-------- Tekst --------
Een geurig Nederlands taartje
Als je me naar het lekkerste gebakje van Nederland zou vragen, dan zou ik de gemberbolus noemen, denk ik.
In het moderne Nederland is dat een gedraaid broodje met een vulling van vooral gember en soms ook amandelen. Elders en in andere tijden waren andere zuidvruchten populair en was het gebak vaak niet gedraaid. Toch is er goede reden om te denken dat het juist in ons land door die draaiing lang in ons collectieve geheugen is blijven hangen.
Nederlanders draaien immers hun drollen, ook als het eindresultaat langwerpig is. En de (donker)bruine kleur draagt sterk bij aan de sfeer. We glimlachen er onwillekeurig bij.
-------- Overzicht --------
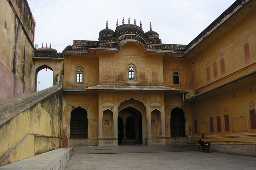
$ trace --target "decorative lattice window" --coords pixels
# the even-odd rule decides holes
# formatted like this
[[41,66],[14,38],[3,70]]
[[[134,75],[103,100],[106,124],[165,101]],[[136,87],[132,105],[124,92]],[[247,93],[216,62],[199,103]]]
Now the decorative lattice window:
[[128,80],[135,80],[135,69],[132,66],[130,66],[128,68]]
[[83,82],[83,70],[78,69],[76,70],[76,82],[82,83]]

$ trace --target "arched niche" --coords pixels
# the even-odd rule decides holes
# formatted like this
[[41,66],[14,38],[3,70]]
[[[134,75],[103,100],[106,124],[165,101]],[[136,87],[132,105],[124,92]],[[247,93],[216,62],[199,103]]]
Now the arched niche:
[[170,127],[172,137],[186,136],[186,123],[183,110],[177,107],[171,111]]
[[[51,75],[52,75],[52,76],[51,77],[47,77],[47,78],[46,79],[45,78],[44,78],[44,80],[43,81],[42,81],[40,80],[41,81],[40,83],[41,83],[43,85],[44,84],[44,82],[46,82],[46,83],[45,83],[44,84],[46,84],[46,82],[52,82],[52,86],[53,84],[53,70],[52,69],[52,68],[50,67],[50,66],[47,65],[46,65],[46,64],[44,64],[43,65],[42,65],[40,66],[39,66],[36,69],[36,72],[35,72],[35,82],[34,82],[34,91],[35,92],[36,92],[36,91],[38,91],[38,72],[39,72],[40,71],[42,71],[42,70],[44,69],[45,69],[46,70],[47,69],[48,69],[49,70],[51,70]],[[46,87],[48,87],[48,86],[46,86]],[[39,89],[39,90],[40,89]]]

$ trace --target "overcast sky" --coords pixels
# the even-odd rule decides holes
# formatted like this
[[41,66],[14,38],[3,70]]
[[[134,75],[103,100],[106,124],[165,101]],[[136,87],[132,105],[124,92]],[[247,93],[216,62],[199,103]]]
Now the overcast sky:
[[[235,0],[27,0],[36,21],[35,45],[62,52],[73,40],[98,41],[106,27],[114,31],[116,20],[122,24],[142,22],[144,32],[152,29],[162,43],[188,45],[235,1]],[[48,70],[49,70],[48,69]],[[50,73],[50,74],[52,74]],[[47,72],[42,74],[46,77]],[[39,76],[38,76],[39,77]],[[52,86],[52,82],[41,83]],[[41,88],[40,88],[40,90]]]
[[187,45],[234,0],[27,0],[36,20],[34,44],[46,43],[61,52],[73,40],[98,41],[106,28],[141,20],[145,32],[157,32],[162,43]]

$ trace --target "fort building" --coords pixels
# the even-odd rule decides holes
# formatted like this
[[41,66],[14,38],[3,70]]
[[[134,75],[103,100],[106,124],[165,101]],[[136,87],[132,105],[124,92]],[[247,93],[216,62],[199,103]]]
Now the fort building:
[[[202,134],[213,151],[256,156],[255,1],[236,1],[188,45],[162,43],[154,25],[142,29],[129,18],[114,31],[107,20],[98,41],[74,40],[59,53],[33,47],[34,26],[31,34],[26,25],[8,31],[26,1],[1,3],[10,10],[0,12],[16,18],[1,23],[1,36],[22,31],[24,39],[0,49],[1,75],[23,89],[17,94],[11,81],[14,88],[1,95],[1,164],[74,146],[196,144]],[[23,65],[14,71],[15,60]],[[53,86],[32,92],[45,68]],[[29,155],[14,154],[26,147]]]

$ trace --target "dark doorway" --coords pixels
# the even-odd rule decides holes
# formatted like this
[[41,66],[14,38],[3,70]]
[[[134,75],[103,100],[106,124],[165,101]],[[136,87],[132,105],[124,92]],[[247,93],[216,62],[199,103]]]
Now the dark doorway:
[[186,136],[185,119],[182,110],[177,107],[172,110],[170,125],[172,137]]
[[123,118],[118,116],[118,143],[123,143],[124,136],[124,120]]
[[118,143],[142,144],[142,115],[136,109],[129,107],[119,112]]
[[71,112],[70,138],[88,138],[87,112],[78,107]]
--------
**Opdrachten**:
(a) Geef alle vullingen die de tekst over de gemberbolus noemt.
(b) Vat de alinea die begint met "In het moderne Nederland" uit de tekst over de gemberbolus samen als een korte opsomming met de kernfeiten.
(c) Schrijf een vervolg op de tekst over de gemberbolus, te beginnen na de laatste zin.
De records zijn hier niet van belang.

**De antwoorden**:
(a) Gember, amandelen en andere zuidvruchten.

(b)
- In het moderne Nederland is de gemberbolus een gedraaid broodje. De vulling bestaat vooral uit gember en soms ook uit amandelen.
- Elders en in andere tijden waren andere zuidvruchten populair, en het gebak was vaak niet gedraaid.
- Er is goede reden om aan te nemen dat het gebak in Nederland juist door die draaiing lang in het collectieve geheugen is gebleven.

(c)
Je hoort vaak zeggen dat bolussen een lekkernij waren van de sefardische, mediterrane joden die tot het eind van de 15de eeuw in Spanje en Portugal woonden en hun zoete gebak bollos (nog steeds een Spaans woord voor ‘broodjes’) of anders bolos/bolas (Portugees) noemden. Ze werden in 1492-7 echter uit het Iberische Schiereiland verdreven, verspreidden zich over het Middellandse Zee-gebied en West-Europa – inclusief uiteindelijk Nederland – en namen hun bolussen mee. Maar hoe bewijs je zoiets? Volgens de etymologen komt ‘bolus’ oorspronkelijk van een Latijns woord. De Iberische joden kunnen dat woord heel goed hebben opgepikt bij mensen die een soort Latijn spraken. Bij Spaanse of Portugese christenen bijvoorbeeld. In dat geval moeten er naast joodse ook christelijke bolussen hebben bestaan, en dan hoeven we nog maar één ding te doen: vaststellen waarin de christelijke bolussen in die tijd verschilden van de joodse variant. ‘Pardon?’ hoor ik je vragen. En terecht. Van geen van beide categorieën is ook maar één voorbeeld bewaard gebleven. En dat maakt de zaak er niet makkelijker op. Het woord ‘bolus’ kan in alle mogelijke Iberische geschriften meegekomen zijn, maar daarmee weten we nog niet wat het precies betekende.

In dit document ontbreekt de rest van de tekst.